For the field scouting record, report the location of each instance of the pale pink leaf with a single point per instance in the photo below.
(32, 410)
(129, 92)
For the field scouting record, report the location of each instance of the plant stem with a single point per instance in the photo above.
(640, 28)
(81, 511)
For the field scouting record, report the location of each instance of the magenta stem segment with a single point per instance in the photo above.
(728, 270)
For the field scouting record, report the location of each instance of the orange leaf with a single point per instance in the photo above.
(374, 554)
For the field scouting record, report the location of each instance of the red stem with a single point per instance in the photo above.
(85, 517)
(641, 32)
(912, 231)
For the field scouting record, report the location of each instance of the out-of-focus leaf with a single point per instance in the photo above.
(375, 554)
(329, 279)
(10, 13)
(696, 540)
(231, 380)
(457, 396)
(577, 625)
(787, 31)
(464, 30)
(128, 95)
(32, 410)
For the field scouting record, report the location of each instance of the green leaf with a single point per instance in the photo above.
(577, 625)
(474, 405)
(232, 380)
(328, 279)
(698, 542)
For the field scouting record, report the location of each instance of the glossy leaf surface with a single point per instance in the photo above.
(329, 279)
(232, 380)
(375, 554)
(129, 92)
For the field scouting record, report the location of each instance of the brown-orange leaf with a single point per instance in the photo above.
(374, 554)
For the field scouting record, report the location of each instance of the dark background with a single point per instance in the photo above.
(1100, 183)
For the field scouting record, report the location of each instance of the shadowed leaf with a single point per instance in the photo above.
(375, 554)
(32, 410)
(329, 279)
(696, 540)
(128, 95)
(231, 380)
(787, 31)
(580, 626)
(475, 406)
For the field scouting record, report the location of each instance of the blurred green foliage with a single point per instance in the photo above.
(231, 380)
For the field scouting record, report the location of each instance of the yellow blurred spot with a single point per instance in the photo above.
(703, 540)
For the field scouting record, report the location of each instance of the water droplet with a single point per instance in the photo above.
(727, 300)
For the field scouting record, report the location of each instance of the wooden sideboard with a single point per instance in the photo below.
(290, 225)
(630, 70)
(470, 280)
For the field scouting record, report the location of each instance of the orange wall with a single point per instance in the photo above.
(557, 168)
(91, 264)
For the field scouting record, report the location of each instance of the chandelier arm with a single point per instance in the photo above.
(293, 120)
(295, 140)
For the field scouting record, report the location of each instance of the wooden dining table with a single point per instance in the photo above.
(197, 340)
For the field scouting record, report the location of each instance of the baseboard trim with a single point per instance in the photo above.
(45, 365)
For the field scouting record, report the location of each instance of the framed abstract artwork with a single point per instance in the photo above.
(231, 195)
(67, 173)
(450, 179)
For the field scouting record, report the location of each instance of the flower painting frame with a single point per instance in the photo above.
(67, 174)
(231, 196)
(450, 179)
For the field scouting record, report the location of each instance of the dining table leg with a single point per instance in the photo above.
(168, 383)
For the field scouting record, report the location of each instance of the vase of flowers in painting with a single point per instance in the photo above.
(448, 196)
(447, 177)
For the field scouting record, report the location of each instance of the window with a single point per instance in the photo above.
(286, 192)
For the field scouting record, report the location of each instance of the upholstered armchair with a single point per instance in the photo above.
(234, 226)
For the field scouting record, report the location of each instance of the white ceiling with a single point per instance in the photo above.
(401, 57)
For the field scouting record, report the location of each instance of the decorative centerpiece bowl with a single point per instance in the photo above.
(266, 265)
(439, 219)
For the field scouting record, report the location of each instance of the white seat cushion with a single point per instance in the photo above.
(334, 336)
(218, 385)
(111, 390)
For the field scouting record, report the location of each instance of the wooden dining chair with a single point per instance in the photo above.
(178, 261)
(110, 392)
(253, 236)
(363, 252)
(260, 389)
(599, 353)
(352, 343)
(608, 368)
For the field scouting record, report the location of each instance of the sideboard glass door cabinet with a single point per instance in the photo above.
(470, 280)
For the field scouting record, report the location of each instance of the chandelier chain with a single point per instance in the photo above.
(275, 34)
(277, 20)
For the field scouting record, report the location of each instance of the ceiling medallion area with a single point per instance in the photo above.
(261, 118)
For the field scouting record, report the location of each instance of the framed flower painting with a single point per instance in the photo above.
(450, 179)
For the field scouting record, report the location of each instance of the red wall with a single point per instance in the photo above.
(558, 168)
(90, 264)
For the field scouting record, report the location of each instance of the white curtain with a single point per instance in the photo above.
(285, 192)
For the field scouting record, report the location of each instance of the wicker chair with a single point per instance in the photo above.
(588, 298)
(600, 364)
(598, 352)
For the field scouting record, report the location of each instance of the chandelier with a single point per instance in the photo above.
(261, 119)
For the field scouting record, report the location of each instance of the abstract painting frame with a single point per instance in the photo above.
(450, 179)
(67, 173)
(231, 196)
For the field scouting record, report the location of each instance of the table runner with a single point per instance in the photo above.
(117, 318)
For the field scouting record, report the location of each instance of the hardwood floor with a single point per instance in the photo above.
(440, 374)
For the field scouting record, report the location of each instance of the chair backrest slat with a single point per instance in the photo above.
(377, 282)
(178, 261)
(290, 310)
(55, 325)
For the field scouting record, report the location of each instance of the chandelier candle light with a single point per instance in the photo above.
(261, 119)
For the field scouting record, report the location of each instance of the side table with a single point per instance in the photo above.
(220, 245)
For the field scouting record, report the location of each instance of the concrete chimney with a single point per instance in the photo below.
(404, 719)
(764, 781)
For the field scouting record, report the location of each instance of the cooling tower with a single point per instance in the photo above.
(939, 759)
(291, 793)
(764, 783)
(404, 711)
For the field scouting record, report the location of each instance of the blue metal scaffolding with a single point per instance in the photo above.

########################################

WHAT NEEDS TO BE DONE: Write the entries again, exactly as they stand.

TASK ANSWER:
For the field scouting record, report the location of each instance of the pale pink leaf with a single point per instance in the photo below.
(32, 410)
(129, 92)
For the field scouting record, report the location of each instance of the plant stem with a single point per instance in the photo above.
(640, 28)
(81, 511)
For the field scouting record, report the location of each instance of the magenta stem segment with a single point per instance in the photo above.
(728, 270)
For the field scouting record, report the location of each instance of the orange leaf with a single point per instance in the photo above.
(374, 554)
For the field scouting record, report the location of each instance of the red stem with a single point per instance in the photo above.
(85, 517)
(641, 32)
(912, 231)
For the field scouting record, report the location of each instance of the out-of-focus leaf with a single point per instance in the photo above.
(375, 554)
(329, 279)
(10, 13)
(696, 540)
(231, 380)
(457, 396)
(577, 625)
(787, 31)
(464, 30)
(128, 95)
(32, 410)
For the field scouting record, report the location of each instance of the green leaf with a single point per instance in the photo above.
(577, 625)
(474, 405)
(232, 380)
(328, 279)
(698, 542)
For the field scouting record, report the location of each instance of the glossy leaf surface with a single point per instance in the photo above.
(329, 279)
(232, 380)
(375, 554)
(129, 92)
For the field scouting record, report the location of each instance of the brown-orange leaf with a single point per instance in the photo above.
(374, 554)
For the field scouting record, report the location of each instance of the dark background with a single point per instance in the photo above.
(1100, 183)
For the field scouting record, report the location of each instance of the shadowed leaf with a single point per instance in the photo above.
(375, 554)
(32, 410)
(329, 279)
(696, 540)
(128, 95)
(231, 380)
(787, 31)
(580, 626)
(475, 406)
For the field scouting record, report the location of each instance of the blurred green foliage with a single point per instance in the photo above.
(231, 380)
For the field scouting record, report the location of each instance of the yellow blurred spot with a single point per instance in the photo above.
(703, 540)
For the field scouting record, report the location of each instance of the water droplet with a single point per instance in the photo above.
(727, 300)
For the field scouting record, report the location of each instance of the wooden sideboard with a single point per instance in the photo below.
(290, 225)
(630, 70)
(470, 280)
For the field scouting record, report the location of each instance of the orange wall with a single point per instance in the photo above.
(557, 168)
(91, 264)
For the field scouting record, report the location of each instance of the chandelier arm with a single point per instance in the photo above.
(293, 120)
(295, 140)
For the field scouting record, report the location of each instance of the wooden dining table with a single point per instance in the photo above.
(197, 340)
For the field scouting record, report the location of each instance of the baseboard trim with a single point per instance in the photo above.
(45, 365)
For the field scouting record, report the location of each instance of the framed abstract artwork with a single point per instance in the photo above.
(231, 195)
(67, 173)
(450, 179)
For the field scouting record, report the location of each instance of the flower painting frame with a single point per instance in the photo above.
(67, 174)
(231, 196)
(450, 179)
For the field scouting record, report the location of each instance of the dining table leg with a single point per instance in the photo above.
(168, 383)
For the field scouting record, report the location of each instance of the vase of flowers in painting with a single point per instance in the photo above.
(448, 196)
(447, 177)
For the field scouting record, report the location of each instance of the window with a single point per instance in the photo above.
(286, 192)
For the field scouting record, report the location of each instance of the upholstered armchair with a single point per instance in the photo above.
(234, 226)
For the field scouting record, report the location of each instance of the white ceiling with a single point per instance in the photo above.
(401, 57)
For the field scouting record, report the location of each instance of the decorative centerpiece bowl with a single point per instance in the photo above.
(266, 265)
(439, 219)
For the field scouting record, report the location of each instance of the white seat cushion with a single point per instance in the photo above.
(334, 336)
(218, 385)
(111, 390)
For the field scouting record, report the location of each instance of the wooden dining chair with a single point per instance in the photo above.
(178, 261)
(110, 392)
(253, 236)
(363, 252)
(260, 389)
(599, 353)
(352, 343)
(608, 368)
For the field scouting record, report the location of each instance of the sideboard glass door cabinet with a single point per instance in the photo above.
(470, 280)
For the field scouting record, report the location of each instance of the chandelier chain with a single point per instance in the photo above.
(275, 34)
(277, 20)
For the field scouting record, report the location of each instance of the ceiling medallion area with a single point per instance in the photo above.
(261, 118)
For the field scouting record, report the location of each instance of the framed flower painting with a single point per instance in the photo above.
(450, 179)
For the field scouting record, report the location of each instance of the red wall with a single point per instance in the photo above.
(558, 168)
(90, 264)
For the field scouting record, report the location of each instance of the white curtain with a single point per instance in the photo above.
(285, 192)
For the field scouting record, report the location of each instance of the wicker chair with a single point per instance in the photo above.
(588, 298)
(600, 364)
(598, 352)
For the field scouting record, report the location of each instance of the chandelier with a single point per instance in the photo above.
(261, 119)
For the field scouting record, report the location of each instance of the abstract painting frame with a single point per instance in the photo above.
(450, 179)
(67, 173)
(231, 196)
For the field scouting record, report the location of each instance of the table runner with a single point per instance in the photo above.
(117, 318)
For the field scouting record, report the location of each instance of the hardwood floor with a single point per instance in the photo above.
(440, 374)
For the field scouting record, report the location of each instance of the chair backrest slat with a single point per instance in the photo above.
(377, 282)
(178, 261)
(290, 310)
(55, 325)
For the field scouting record, report the location of each instance of the chandelier candle light with a single point per instance in the photo above.
(261, 119)
For the field scouting record, report the location of each instance of the side table with a single point per instance in the photo above.
(220, 245)
For the field scouting record, report the location of each instance of the concrete chimney with a single point per instance in the photo below.
(404, 719)
(764, 781)
For the field scouting record, report the location of each instance of the cooling tower with a single point per instance in the photo above.
(939, 759)
(291, 793)
(764, 783)
(404, 711)
For the field scouting record, report the location of each instance of the blue metal scaffolding with a single point per instance in the photo above.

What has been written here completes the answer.